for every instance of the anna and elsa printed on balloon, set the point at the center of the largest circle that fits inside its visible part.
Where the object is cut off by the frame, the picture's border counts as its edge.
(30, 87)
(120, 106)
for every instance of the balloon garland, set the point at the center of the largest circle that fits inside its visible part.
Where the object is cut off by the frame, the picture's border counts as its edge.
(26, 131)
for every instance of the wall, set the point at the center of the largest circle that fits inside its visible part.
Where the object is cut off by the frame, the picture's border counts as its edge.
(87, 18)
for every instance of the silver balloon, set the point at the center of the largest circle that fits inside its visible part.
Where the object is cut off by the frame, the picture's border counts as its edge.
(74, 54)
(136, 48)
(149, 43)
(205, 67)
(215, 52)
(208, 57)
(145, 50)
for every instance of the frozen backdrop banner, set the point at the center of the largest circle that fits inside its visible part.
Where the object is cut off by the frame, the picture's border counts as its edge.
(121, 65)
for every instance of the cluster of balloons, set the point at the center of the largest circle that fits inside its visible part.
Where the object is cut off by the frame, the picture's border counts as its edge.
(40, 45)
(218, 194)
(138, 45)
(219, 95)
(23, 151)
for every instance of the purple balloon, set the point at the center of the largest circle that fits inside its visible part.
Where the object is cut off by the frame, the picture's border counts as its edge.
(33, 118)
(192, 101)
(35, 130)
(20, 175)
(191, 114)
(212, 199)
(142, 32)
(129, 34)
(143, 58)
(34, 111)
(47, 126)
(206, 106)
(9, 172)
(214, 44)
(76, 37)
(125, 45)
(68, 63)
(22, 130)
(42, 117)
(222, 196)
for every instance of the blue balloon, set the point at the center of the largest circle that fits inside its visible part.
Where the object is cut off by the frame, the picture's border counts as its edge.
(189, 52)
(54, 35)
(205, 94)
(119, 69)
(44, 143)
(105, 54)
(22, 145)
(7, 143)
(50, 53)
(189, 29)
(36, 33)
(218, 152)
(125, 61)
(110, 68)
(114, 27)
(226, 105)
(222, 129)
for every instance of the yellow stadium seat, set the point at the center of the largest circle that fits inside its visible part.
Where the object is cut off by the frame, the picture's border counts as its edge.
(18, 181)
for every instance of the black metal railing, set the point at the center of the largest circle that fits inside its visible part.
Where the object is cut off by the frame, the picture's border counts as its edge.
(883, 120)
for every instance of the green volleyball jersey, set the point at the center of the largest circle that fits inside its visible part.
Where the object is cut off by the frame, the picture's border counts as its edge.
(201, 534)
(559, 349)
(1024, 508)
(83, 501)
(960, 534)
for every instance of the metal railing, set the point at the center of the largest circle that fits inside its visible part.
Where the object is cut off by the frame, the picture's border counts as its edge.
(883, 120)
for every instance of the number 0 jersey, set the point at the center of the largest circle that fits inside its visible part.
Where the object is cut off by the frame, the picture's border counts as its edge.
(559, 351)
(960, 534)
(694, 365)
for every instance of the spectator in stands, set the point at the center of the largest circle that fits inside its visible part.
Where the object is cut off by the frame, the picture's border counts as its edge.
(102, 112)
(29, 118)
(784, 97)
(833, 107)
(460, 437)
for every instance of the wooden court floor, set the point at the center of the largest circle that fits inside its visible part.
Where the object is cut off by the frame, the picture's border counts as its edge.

────────────────────

## Problem details
Check each line above for "metal" and return the ones that have it.

## Written solution
for every instance of the black metal railing, set the point at the center of the largest circle that fits inside its visible part.
for every instance of the metal railing, set the point at the center of the largest circle that fits inside its visible part.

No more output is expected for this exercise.